● Extrait du texte
____

Après quinze ans au service des artistes, Philippe SAUVAN-MAGNET vous invite à partager son expérience à travers ces chroniques et guides gratuits. N'hésitez pas à réagir et à compléter ces informations par votre propre expérience.
Entre 1982 et 1983, le Ministère de
la Culture, sous l’impulsion de Jack Lang a bouleversé les codes qui
régissaient le marché de l’art en créant ex-nihilo une bureaucratie
destinée à diriger toutes la facettes de la création en France, de
l’enseignement jusqu’aux instances de légitimation.
Désormais ce sont des fonctionnaires qui sont chargés de décider ce
qui est bon ou pas, ce qui doit être financé ou pas, ce qui doit
être vu ou pas.
Comme d’habitude, une grande idée était à la base de ces
bouleversements : sauver « l’avant garde » française pour lui
permettre de garder sa place dans l’avènement de l’AC (dénomination
de l’Art Contemporain d’après Christine Sourgins).
L’état voulait à l’époque soutenir avec l’argent public un art non
commercial, et le rendre « accessible à tous », dans une approche
sociale qui aurait pu être salutaire si elle n’avait pas finalement
été dévoyée au point obtenir le résultat exactement inverse de celui
espéré au départ.
En 1991 puis en 2001, les guerres du Golfe se succèdent, entraînant
une première récession, et la disparition de centaines de galeries
d’art, et avec elles la visibilité d’un très grand nombre
d’artistes.
Puis survient en 2007 la grande crise financière. L’argent public se
réoriente sur d’autres priorités, les subventions se tarissent. L’Etat
n’a plus les moyens de ses ambitions.
L’AC devient alors « la chose » d’un cercle restreint de
milliardaires et d’affairistes qui ont compris depuis longtemps
qu’il est plus facile de créer de l’argent avec l’art qu’avec
n’importe quel autre secteur industriel. Ils profitent alors de la
situation pour prendre le pouvoir sur l’économie de l’art et de la
création.
L’idée de Jack Lang d’un art disponible à tous a enfanté un monstre
sans contrôle, dans une dérive financière ou les notion de sens, de
beau ont complètement disparu, jusqu’à devenir des gros mots.
L’art « questionne », « interpelle », mais il ne se collectionne
plus quand on appartient aux classes moyennes.
« L’art pour tous » en 2015, ce sont des sculptures de Koons à
cinquante millions de dollars, fabriquées par une armée
d’assistants, et exposées « pour tous » au grand palais » avec
encore une fois la bénédiction du Ministère de la Culture, financé
par de l’argent public.

____

[Données recueillies]
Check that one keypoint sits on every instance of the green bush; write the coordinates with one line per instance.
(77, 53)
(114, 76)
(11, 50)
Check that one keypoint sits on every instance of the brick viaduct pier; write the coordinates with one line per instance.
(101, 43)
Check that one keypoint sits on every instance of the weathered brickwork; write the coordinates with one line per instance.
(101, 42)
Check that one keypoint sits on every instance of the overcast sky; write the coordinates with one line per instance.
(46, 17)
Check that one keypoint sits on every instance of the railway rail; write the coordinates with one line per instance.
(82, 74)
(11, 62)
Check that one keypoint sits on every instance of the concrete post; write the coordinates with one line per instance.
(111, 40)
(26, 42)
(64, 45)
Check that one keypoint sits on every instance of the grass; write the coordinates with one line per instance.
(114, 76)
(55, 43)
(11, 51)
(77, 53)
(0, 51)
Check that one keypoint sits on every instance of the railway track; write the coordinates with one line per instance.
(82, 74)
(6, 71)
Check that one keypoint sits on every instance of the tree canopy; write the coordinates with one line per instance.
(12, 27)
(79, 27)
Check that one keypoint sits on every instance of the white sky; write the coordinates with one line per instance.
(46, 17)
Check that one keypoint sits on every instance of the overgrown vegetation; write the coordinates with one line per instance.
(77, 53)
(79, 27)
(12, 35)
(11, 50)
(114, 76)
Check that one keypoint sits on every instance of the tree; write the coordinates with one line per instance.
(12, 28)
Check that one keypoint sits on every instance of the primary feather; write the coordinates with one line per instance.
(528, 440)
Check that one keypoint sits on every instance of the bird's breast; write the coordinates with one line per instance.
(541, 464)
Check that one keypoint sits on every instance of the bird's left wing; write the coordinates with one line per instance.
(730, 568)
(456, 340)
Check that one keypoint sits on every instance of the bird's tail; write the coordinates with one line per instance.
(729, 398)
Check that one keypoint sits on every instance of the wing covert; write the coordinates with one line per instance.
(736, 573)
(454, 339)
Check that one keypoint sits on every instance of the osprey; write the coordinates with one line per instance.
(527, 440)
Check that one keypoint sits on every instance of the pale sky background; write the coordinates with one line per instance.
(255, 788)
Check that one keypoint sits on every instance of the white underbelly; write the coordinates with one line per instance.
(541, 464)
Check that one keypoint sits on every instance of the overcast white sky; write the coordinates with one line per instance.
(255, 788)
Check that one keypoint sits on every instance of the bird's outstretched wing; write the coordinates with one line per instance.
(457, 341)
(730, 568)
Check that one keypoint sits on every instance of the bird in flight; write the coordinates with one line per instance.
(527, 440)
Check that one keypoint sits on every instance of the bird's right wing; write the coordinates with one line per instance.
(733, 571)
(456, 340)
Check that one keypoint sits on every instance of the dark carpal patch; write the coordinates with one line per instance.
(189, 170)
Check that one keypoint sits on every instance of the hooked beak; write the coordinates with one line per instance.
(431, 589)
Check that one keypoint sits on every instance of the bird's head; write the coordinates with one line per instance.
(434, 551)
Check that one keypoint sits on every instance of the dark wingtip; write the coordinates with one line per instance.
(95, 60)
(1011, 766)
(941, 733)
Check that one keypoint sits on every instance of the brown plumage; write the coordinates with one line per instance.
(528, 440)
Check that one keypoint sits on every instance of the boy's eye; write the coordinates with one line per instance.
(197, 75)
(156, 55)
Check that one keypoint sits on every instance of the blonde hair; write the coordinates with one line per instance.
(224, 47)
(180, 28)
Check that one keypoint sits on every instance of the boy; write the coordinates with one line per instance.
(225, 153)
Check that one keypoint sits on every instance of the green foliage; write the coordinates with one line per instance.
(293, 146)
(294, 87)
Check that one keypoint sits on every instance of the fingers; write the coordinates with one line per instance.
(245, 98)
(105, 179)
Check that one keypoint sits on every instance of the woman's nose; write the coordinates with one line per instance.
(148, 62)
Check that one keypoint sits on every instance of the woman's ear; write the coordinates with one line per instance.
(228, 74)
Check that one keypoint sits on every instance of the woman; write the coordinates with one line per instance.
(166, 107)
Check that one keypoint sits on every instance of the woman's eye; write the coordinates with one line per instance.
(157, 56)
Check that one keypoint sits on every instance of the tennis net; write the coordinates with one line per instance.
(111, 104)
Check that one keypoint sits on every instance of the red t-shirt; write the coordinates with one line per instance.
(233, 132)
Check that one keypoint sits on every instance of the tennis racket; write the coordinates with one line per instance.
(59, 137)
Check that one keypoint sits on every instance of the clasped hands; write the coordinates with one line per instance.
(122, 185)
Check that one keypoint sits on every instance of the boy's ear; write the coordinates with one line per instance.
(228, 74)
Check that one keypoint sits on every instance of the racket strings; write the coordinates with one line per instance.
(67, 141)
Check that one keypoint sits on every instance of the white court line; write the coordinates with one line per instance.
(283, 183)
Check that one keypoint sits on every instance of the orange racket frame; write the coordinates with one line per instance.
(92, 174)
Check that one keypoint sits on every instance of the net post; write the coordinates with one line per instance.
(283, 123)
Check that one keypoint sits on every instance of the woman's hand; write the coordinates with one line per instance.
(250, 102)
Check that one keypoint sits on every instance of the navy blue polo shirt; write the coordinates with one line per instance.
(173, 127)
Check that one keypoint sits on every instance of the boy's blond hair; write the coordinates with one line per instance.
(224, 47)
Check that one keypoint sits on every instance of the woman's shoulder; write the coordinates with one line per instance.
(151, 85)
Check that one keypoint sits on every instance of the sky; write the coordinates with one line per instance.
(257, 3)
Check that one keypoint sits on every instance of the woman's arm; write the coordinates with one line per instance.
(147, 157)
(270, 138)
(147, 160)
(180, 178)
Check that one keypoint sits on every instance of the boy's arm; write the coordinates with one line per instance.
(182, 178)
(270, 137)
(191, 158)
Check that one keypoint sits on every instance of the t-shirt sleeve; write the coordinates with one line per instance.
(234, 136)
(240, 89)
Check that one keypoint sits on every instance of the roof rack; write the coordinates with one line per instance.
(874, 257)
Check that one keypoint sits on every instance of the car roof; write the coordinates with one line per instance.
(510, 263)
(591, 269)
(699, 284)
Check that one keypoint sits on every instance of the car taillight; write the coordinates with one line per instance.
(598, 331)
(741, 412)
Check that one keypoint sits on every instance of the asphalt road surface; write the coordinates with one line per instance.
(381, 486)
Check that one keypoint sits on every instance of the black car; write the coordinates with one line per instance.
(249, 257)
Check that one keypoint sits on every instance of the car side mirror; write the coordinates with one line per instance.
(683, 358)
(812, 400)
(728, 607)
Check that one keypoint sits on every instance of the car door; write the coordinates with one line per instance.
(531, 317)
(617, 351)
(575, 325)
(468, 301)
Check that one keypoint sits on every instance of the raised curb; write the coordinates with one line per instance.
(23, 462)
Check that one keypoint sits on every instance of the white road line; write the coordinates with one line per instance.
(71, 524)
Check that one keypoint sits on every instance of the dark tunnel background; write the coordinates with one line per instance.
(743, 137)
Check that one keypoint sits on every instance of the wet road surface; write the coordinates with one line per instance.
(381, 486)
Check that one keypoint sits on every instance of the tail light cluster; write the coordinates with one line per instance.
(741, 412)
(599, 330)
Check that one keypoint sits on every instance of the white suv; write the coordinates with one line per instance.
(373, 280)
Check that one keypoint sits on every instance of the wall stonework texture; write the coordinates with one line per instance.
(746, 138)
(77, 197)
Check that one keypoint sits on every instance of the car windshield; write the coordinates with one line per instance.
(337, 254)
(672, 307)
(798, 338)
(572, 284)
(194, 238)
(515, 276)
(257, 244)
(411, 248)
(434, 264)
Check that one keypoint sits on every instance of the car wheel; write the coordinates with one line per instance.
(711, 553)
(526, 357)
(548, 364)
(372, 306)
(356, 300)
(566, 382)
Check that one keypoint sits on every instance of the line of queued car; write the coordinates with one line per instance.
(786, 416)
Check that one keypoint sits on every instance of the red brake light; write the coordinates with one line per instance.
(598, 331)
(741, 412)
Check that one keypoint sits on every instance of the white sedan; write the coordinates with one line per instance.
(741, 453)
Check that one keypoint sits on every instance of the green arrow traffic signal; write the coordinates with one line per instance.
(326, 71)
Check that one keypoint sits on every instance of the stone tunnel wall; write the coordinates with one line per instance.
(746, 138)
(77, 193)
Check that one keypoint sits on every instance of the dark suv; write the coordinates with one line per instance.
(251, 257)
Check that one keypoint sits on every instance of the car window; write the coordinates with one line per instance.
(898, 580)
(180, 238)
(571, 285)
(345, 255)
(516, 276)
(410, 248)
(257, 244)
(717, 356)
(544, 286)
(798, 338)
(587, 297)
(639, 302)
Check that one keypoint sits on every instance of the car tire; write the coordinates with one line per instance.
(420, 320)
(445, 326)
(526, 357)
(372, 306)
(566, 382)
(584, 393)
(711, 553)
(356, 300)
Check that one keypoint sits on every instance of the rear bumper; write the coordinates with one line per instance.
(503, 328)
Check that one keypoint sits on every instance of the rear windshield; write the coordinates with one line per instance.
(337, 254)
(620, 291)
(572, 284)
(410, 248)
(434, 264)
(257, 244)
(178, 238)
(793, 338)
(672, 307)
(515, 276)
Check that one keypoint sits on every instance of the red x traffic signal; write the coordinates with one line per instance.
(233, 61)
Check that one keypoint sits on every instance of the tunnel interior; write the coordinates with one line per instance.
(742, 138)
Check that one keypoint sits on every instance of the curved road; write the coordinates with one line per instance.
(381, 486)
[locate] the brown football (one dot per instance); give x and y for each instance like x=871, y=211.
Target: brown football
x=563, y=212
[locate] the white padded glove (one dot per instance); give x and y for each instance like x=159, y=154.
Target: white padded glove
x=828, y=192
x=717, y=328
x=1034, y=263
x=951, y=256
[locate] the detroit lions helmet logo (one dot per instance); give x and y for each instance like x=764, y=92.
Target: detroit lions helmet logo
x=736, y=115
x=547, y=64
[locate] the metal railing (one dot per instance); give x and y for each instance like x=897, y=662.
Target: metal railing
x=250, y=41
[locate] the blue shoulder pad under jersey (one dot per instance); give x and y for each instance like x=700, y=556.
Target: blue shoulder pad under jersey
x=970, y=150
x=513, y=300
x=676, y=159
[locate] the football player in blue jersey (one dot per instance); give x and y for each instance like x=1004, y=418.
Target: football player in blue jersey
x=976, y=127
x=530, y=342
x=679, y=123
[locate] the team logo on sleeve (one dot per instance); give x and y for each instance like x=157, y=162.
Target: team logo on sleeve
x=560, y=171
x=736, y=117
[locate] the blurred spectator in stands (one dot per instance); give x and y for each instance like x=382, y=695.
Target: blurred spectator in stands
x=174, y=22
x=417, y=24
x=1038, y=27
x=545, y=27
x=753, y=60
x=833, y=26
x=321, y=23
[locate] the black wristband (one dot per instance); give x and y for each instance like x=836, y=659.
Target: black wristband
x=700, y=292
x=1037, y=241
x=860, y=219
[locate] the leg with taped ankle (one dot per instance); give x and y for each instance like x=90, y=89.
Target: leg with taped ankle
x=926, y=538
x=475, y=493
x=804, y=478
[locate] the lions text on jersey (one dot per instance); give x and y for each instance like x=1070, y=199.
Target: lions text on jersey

____

● Consigne donnée 1
D'après la chronique sur le marché de l'art, en quelle année survient la grande crise financière ?
● Consigne donnée 2
Reproduisez un passage de la chronique sur le marché de l'art, en commençant aux mots « En 1991 puis » et en vous arrêtant après les mots « d’artistes. ».
● Consigne donnée 3
Poursuivez la chronique sur le marché de l'art à partir de l'endroit où elle s'arrête.

● Réponse 1
En 2007.

● Réponse 2
En 1991 puis en 2001, les guerres du Golfe se succèdent, entraînant
une première récession, et la disparition de centaines de galeries
d’art, et avec elles la visibilité d’un très grand nombre
d’artistes.

● Réponse 3
Pour le sociologue Alain Quémin »On dirait que tout s’est arrêté
avec les nouveaux réalistes et qu’il ne s’est rien passé depuis 1960
».
Pour Aude de Kerros, dans son ouvrage « 1983-2013, les années noires
de la peinture », toute une profession a disparu, comme par une
extinction naturelle.
Je n’en crois rien. Mon activité chez Active-Art m’amène à sillonner
la France pour réaliser des prises de vues dans les ateliers
d’artistes. Elle me permet d’avoir une vision de terrain de la
situation : les artistes sont là !
Je partage l’avis de Pierre Souchaud, le fondateur de la revue
Artension qui me fait l’honneur de son amitié : la création en
France n’a jamais été aussi foisonnante, ni les artistes aussi
nombreux. Et parmi cette création abondante, un grand nombre
d’artistes de grand talent avec une identité visuelle forte et
originale.
Toute cette création est cachée, car il n’y a plus grand monde pour
la découvrir et la promouvoir. Les « galeries prospectives », celles
qui se destinent à la découverte et à la promotion d’artistes
talentueux sont en trop petit nombre, avec des moyens limités.
Sous les coups de boutoirs de l’AC, la demande a presque disparu,
hormis auprès de quelques amateurs d’art éclairés et fortunés.
Un pan complet de l’économie est entré en hibernation. Et l’hiver
est bien long pour tous ces artistes qui attendent le printemps des
arts depuis deux décennies.
La peinture est morte, vive la peinture !
Depuis une quinzaine d'années, j'expérimente avec Active-Art des nouvelles approches de la communication et de la vente des oeuvres d'art pour tenter de reprendre la main, et de fournir aux artistes qui nous font confiance des outils pour résister au rouleau compresseur de l'AC. Ces chroniques que je me propose de réaliser sur une base hebdomadaire sont un moyen de partager cette expérience avec tous les artistes qui le souhaitent.
J'aspire à un partage des idées et à un retour de votre lecture du problème : n'hésitez pas à me faire passer vos humeurs et vos réactions à l'aide du formulaire présent sur chaque page.
Bonne chance à tous.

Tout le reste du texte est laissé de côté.